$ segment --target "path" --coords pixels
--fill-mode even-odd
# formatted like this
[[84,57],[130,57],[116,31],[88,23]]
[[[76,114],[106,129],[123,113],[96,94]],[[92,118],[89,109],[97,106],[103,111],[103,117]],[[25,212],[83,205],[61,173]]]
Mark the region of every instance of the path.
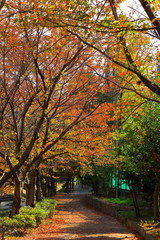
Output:
[[60,194],[52,219],[18,240],[139,240],[116,219],[83,203],[83,194]]

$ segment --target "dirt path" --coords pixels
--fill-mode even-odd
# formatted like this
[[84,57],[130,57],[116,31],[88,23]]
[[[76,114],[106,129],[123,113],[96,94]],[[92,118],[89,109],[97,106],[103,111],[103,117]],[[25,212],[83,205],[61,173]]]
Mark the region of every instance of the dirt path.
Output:
[[52,219],[18,240],[139,240],[116,219],[83,203],[83,195],[61,194]]

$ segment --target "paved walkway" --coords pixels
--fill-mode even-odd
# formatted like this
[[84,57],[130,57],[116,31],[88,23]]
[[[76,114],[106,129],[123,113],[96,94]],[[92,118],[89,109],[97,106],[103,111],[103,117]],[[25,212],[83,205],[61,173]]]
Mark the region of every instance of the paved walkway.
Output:
[[60,194],[52,219],[19,240],[142,240],[116,219],[85,205],[83,194]]

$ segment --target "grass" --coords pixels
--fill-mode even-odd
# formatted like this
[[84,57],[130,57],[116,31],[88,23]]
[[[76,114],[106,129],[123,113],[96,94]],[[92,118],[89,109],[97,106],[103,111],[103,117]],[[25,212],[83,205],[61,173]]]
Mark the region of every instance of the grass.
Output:
[[[134,206],[132,199],[130,198],[104,198],[100,199],[114,203],[121,204],[124,206]],[[138,200],[138,205],[140,207],[141,217],[137,218],[134,209],[119,210],[118,215],[124,219],[129,219],[138,222],[140,225],[145,227],[150,234],[152,234],[156,239],[160,240],[160,222],[155,223],[153,220],[153,210],[151,206],[147,206],[147,203],[142,200]]]

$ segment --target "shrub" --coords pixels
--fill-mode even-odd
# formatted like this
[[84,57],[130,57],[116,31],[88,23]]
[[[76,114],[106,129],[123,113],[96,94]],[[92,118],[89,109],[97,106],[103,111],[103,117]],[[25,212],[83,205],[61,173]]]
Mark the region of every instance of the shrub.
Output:
[[48,217],[52,217],[53,212],[56,208],[56,200],[51,198],[45,198],[41,202],[36,203],[36,208],[43,209]]
[[18,221],[19,223],[19,228],[22,228],[24,230],[26,230],[27,228],[34,228],[36,227],[36,219],[34,215],[22,215],[22,214],[18,214],[13,216],[12,219],[15,219]]
[[44,209],[38,207],[32,208],[29,206],[24,206],[20,209],[20,214],[34,216],[37,225],[39,225],[42,220],[47,217],[47,212]]
[[37,202],[36,207],[24,206],[20,209],[20,214],[10,217],[0,217],[0,233],[2,240],[5,234],[22,233],[28,228],[39,225],[46,217],[53,215],[56,207],[56,200],[44,199]]
[[4,240],[5,234],[12,234],[17,231],[19,227],[19,222],[16,219],[10,217],[1,217],[0,218],[0,233],[1,239]]

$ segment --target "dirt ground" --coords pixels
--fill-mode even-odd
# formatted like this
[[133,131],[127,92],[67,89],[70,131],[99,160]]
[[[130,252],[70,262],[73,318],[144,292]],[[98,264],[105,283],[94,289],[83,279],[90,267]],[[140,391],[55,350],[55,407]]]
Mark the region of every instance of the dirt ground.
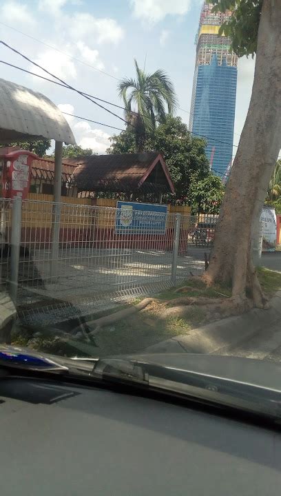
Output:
════════════════
State how many lines of the records above contain the string "coords", with case counting, and reply with the number alone.

Reply -
6